## 取り組む課題
a - 世界三大銘茶の文章によると、ダージリン・ウバ・キームンが世界を代表する銘茶として名が知れ渡ったきっかけは何か。
b - 世界三大銘茶の文章の続きを、最後の文の後から書いてください。

皆さんは、紅茶といったらどんな種類をイメージしますか?
ダージリン・アッサム・アールグレイなど、人によって思い浮かべるものは違うのではないでしょうか。
それもそのはず。今や世界中で数多くの紅茶が生産されているのですから。
同じ種類でも、そのままストレートで飲む人や、ミルクや砂糖を入れて飲む人など、飲み方の好みもさまざまですよね。
一言で紅茶と言っても、非常に種類が豊富ということは有名なハナシ。
では、世界を代表する紅茶が3つあることをご存知ですか?
この記事では、「世界三大銘茶」と呼ばれている紅茶についてご紹介していきます。
世界を代表する茶葉に選ばれた理由や、飲み方のオススメまでたっぷり解説していますので、紅茶が好きな人はもちろん、これから紅茶に詳しくなりたいと思っている人もぜひ最後まで御覧くださいね。
それでは、早速ご紹介していきましょう。
世界三大銘茶ってなに?
まず、世界三大銘茶について説明していきます。
初めて聞いたという人も多いのではないでしょうか?
世界三大銘茶とは、日本で高級紅茶と呼ばれている3つの紅茶を指している言葉なんです。
紅茶には数多くの種類がありますが、その中でも
・インドのダージリンティー
・スリランカのウバティー
・中国のキームンティー
これらを世界三大銘茶と呼んでいます。
茶葉の産地はそれぞれ違いますが、どこも共通して標高の高い土地で独自の製法によって作られているのだそう。
その味や香りは国際品評会などで認められているのだとか。
世界三大銘茶の歴史
ダージリン・ウバ・キームンはなぜ世界三大銘茶として選ばれたのでしょうか?
実はその起源ははっきりと解明していないのですが、どうやら100年以上前の表彰式が関係しているのだそう。
1915年に行われたサンフランシスコ万国博覧会で金賞を受賞したことから、世界を代表とする銘茶として名が知れ渡ったようです。
しかし、実はこの呼び方をしているのは日本だけ。
現在では、かつてそう呼ばれていたことがある、という認識程度になっているのだそう。
100年という時間の経過とともに紅茶の種類が増えたため、自然とその呼び方をしなくなっていったのかもしれませんね。
ダージリンティーは紅茶界のエリート!?
強いクセがなく、品のある風味が特徴のダージリンティー。
カフェやスーパーで見かけることも多く、日本ではポピュラーな紅茶として親しまれています。
紅茶の名に使われている「ダージリン」とは、インドの北東部のヒマラヤ山脈の麓に位置する土地の名前で、高級茶葉の産地としても有名なんです。

## 抽出データ

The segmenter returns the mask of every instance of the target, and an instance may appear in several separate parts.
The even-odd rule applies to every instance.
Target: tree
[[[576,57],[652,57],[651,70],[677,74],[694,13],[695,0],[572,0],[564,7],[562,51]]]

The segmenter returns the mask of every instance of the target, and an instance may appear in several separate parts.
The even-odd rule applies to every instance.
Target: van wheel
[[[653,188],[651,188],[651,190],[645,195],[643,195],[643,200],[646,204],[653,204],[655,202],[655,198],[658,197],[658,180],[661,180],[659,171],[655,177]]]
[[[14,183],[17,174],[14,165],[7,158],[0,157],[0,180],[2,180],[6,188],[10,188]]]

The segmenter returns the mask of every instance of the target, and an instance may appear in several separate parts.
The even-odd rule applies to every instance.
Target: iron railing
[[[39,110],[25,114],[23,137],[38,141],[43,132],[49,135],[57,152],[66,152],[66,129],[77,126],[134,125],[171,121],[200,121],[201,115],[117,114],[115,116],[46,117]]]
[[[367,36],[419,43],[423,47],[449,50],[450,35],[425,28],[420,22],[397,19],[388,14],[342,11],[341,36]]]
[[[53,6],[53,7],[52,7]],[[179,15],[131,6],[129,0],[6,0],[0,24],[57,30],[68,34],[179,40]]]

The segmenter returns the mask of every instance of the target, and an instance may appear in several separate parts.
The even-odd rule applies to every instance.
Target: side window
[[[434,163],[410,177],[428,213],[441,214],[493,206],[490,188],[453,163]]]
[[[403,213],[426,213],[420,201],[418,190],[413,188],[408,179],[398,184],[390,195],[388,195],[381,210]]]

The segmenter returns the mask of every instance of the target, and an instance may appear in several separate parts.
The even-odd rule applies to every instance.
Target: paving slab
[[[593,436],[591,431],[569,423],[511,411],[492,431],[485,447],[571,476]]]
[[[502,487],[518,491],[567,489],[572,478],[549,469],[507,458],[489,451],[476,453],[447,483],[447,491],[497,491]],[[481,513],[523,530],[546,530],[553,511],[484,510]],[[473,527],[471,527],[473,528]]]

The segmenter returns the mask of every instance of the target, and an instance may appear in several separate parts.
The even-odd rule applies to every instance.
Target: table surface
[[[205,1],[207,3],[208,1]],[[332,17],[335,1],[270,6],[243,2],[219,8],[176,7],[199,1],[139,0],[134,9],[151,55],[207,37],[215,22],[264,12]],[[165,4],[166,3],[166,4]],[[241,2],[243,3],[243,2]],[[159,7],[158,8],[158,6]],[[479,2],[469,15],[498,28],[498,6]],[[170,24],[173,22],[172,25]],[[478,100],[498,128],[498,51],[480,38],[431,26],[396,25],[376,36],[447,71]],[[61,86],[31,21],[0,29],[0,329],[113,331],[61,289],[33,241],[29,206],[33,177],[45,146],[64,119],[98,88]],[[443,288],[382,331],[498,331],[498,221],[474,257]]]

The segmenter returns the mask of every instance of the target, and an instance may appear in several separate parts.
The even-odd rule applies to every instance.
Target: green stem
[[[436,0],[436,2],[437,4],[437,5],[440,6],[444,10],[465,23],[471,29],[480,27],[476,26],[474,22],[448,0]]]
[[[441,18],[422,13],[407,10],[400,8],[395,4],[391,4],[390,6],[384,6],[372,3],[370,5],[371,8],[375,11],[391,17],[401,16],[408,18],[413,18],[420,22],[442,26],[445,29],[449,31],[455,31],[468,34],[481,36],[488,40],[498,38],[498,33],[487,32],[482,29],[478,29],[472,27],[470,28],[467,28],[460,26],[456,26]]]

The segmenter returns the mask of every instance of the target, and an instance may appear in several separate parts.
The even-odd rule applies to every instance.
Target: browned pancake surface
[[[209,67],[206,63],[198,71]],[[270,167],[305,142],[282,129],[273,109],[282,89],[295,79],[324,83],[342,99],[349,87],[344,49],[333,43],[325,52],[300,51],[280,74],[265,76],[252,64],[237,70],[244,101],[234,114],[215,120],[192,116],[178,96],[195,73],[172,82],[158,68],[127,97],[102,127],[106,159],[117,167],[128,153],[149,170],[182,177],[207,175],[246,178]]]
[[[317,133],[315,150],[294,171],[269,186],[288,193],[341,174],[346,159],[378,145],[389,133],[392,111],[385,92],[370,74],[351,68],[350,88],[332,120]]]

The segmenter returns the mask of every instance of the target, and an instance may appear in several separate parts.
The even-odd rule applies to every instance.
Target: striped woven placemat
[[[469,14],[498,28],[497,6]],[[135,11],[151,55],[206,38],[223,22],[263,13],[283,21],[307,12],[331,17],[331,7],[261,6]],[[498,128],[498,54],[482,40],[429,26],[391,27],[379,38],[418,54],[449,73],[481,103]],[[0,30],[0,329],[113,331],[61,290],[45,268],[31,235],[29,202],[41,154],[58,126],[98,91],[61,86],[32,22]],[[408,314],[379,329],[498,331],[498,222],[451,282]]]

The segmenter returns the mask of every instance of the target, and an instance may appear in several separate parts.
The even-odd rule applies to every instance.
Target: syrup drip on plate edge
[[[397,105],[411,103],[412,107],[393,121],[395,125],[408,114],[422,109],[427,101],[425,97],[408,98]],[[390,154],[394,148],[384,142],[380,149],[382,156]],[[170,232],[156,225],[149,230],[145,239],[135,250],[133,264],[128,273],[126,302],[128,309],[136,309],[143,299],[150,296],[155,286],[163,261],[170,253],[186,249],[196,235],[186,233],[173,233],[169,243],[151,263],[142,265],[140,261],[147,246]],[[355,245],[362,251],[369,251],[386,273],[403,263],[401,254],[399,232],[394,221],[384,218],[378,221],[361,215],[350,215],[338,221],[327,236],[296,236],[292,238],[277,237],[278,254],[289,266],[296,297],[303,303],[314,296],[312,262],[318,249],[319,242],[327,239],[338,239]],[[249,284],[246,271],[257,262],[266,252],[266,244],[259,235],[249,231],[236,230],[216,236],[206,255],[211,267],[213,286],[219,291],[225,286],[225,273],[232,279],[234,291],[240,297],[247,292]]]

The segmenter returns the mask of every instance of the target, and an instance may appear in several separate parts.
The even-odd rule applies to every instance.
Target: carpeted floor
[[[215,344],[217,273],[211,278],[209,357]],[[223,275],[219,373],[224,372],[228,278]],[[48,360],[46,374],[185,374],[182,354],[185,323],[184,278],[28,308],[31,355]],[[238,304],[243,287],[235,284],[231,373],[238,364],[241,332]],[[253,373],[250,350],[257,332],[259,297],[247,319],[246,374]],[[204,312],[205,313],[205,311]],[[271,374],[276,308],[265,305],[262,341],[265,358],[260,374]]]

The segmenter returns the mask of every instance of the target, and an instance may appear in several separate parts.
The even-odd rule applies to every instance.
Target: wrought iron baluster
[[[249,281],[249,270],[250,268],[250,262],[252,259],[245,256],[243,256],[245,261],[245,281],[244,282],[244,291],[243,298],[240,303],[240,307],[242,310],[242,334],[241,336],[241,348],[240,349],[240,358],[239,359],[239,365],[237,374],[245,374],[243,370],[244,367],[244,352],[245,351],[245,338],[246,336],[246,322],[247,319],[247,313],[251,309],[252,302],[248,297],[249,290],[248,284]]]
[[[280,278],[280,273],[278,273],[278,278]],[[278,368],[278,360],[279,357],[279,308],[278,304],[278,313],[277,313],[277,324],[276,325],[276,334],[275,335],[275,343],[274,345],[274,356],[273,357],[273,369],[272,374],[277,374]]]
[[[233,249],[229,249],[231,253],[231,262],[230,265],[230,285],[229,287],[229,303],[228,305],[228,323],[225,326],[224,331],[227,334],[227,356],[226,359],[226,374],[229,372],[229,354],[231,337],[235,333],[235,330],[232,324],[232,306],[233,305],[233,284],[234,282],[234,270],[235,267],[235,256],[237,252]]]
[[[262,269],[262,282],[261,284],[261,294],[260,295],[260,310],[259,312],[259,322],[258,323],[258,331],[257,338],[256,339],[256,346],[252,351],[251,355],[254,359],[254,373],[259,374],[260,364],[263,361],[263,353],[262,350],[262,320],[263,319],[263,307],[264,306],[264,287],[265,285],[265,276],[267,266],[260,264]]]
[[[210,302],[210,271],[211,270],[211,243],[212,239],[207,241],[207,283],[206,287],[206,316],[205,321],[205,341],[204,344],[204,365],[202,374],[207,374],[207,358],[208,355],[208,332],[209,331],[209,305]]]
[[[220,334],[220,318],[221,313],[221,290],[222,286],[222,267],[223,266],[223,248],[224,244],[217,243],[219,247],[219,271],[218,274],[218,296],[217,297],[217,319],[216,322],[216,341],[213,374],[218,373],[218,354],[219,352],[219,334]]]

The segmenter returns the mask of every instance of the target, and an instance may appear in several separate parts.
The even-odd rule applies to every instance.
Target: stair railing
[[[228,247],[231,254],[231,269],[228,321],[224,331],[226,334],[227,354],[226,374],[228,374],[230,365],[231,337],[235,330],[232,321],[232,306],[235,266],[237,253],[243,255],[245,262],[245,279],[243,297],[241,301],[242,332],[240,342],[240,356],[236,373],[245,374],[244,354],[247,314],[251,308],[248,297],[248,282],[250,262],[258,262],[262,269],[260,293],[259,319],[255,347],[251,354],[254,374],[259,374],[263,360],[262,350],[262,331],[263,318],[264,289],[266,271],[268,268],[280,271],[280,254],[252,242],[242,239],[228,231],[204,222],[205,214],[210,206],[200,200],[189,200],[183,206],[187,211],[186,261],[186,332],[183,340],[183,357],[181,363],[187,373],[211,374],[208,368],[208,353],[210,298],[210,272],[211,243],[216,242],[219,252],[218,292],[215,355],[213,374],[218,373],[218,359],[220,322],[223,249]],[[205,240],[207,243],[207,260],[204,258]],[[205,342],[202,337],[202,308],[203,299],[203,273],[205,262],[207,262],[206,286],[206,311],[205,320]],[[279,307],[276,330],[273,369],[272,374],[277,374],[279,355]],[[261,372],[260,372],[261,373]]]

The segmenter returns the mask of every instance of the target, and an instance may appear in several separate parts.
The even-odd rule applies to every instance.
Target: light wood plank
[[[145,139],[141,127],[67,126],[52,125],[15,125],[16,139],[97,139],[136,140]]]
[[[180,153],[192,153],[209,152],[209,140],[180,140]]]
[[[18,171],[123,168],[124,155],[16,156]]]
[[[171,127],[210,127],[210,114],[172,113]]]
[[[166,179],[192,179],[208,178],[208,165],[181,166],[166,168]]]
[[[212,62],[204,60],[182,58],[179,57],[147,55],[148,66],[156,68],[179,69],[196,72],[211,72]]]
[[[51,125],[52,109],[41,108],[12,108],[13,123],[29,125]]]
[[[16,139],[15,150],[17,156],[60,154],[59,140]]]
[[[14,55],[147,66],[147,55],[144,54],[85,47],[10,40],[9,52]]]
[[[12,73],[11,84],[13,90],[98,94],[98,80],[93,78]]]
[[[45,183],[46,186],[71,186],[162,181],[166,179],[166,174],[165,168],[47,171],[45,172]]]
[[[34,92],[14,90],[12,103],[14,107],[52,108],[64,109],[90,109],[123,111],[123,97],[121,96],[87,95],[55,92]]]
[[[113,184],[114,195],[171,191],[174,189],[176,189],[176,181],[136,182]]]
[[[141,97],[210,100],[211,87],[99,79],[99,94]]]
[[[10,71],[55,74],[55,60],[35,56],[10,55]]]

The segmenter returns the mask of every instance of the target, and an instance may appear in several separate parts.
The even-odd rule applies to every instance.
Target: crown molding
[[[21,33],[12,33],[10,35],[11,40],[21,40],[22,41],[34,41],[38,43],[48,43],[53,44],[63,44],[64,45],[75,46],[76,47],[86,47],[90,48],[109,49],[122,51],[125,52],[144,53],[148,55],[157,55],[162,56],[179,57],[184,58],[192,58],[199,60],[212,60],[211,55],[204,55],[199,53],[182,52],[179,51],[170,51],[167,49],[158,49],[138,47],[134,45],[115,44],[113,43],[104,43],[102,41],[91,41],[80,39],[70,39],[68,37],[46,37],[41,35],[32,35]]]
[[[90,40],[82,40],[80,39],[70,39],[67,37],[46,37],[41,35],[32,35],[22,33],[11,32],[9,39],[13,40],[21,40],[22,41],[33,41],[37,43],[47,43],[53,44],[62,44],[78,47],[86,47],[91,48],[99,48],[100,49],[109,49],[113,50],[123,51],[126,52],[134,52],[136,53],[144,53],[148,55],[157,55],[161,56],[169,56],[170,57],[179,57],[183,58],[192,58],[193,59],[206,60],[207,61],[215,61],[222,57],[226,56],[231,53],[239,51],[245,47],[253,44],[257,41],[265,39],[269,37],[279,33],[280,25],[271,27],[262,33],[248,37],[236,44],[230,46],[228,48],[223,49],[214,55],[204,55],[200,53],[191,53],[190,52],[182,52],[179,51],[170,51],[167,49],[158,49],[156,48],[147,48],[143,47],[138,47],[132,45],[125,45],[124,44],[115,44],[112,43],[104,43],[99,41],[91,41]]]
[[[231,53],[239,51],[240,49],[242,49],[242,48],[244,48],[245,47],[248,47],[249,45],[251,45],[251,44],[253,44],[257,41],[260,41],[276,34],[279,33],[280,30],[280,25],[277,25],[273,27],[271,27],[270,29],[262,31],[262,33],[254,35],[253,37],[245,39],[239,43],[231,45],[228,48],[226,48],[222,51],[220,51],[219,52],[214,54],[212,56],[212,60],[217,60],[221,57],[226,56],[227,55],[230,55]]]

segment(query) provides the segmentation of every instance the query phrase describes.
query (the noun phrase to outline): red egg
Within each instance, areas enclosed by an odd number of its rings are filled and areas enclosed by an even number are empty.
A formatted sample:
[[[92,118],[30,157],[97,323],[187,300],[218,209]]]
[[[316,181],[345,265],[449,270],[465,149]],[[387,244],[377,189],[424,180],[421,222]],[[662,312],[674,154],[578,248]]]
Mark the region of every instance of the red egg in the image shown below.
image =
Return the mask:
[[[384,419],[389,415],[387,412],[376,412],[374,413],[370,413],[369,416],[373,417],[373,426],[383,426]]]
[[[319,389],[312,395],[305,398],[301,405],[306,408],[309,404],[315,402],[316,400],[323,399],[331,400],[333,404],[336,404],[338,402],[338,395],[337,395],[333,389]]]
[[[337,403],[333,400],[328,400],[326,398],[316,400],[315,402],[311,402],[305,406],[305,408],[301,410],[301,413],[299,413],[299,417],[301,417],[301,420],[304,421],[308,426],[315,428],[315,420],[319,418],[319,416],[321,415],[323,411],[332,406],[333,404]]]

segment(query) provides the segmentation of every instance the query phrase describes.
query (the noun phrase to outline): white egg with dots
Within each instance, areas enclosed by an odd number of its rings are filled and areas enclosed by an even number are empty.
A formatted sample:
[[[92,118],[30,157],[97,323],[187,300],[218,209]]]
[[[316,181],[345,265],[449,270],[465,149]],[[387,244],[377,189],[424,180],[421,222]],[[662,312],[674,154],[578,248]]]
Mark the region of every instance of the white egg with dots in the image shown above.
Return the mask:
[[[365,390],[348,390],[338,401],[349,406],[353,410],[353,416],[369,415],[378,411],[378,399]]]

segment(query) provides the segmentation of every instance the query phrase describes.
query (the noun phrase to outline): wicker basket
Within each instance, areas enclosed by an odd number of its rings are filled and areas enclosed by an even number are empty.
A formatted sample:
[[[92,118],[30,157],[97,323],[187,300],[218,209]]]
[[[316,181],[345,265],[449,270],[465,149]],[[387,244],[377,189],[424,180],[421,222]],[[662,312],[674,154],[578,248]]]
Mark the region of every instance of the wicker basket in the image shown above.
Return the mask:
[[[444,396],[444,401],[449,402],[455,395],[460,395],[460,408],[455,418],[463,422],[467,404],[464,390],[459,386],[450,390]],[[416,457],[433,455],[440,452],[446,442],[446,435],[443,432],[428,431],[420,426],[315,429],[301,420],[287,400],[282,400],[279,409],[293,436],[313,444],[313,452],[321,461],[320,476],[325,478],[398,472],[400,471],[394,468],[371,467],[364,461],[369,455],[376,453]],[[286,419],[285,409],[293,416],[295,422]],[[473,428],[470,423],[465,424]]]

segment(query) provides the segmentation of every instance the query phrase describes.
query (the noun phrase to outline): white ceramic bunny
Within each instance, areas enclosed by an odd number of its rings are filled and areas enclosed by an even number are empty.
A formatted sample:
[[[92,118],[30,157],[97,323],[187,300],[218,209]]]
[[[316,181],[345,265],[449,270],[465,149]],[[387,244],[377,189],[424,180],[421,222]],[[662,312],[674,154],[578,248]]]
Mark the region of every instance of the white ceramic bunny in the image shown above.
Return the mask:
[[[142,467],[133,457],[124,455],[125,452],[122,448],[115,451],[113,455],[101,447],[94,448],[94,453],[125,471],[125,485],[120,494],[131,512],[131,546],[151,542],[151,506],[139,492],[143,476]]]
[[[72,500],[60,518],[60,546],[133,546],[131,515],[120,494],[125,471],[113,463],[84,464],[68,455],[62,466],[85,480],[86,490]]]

## 課題の解答
a - 1915年のサンフランシスコ万国博覧会で金賞を受賞したことです。

b -
世界的に人気のあるダージリンティーですが、世界最大の茶葉生産率を誇るインドでも、“ダージリン産”は1%しかない貴重な存在なのだそう。
その希少価値と高品質で、世界中から評価されているのだとか。
ダージリンティーは、紅茶界のエリートとも呼ばれ、「紅茶の王様」「紅茶のシャンパン」と表現されることもあるそうです。
ダージリンの種類とおすすめの飲み方
ダージリンは年に3回、春・夏・秋に旬を迎えます。
収穫した時期によって味がまったく異なるため、それぞれ、ファーストフラッシュ・セカンドフラッシュ・オータムナルと呼び分けられているんです。
同じ茶葉ですが、収穫時期が違うとどのような変化があるのでしょうか。
それぞれの特徴を紹介します。
ファーストフラッシュ
ファーストフラッシュは春摘みの紅茶のことを指します。
その年の初めに摘まれるのでファーストフラッシュと呼ばれているのだそう。
いわば、ダージリンの新茶ですね。
ファーストフラッシュ特有の爽やかでみずみずしい味わいをより感じるために、ストレートティーや水出しアイスティーで飲むのがおすすめです。
セカンドフラッシュ
3つの中で最も高い評価を得ているのが、夏積みのセカンドフラッシュです。
ダージリンの香りとして評価されている「マスカテルフレーバー」を強く感じられ、紅茶の女王ともよばれているのだそう。
熟した果実のような香りとコクのある味わいが特徴で、ミルクティーにもよく合います。
オータムナル
秋摘みの茶葉はオータムナルと呼ばれ、最も甘みを感じやすく、まろやかで深い味わいが特徴的です。
ダージリンが好きな愛飲家の方はもちろん、紅茶初心者の方も飲みやすいと感じるでしょう。
凝縮された甘みを感じながらホットティーで飲むのがおすすめです。
ダージリンの美味しさの秘密
ダージリンティーの上質な風味を作り出すためには、何が重要か知っていますか?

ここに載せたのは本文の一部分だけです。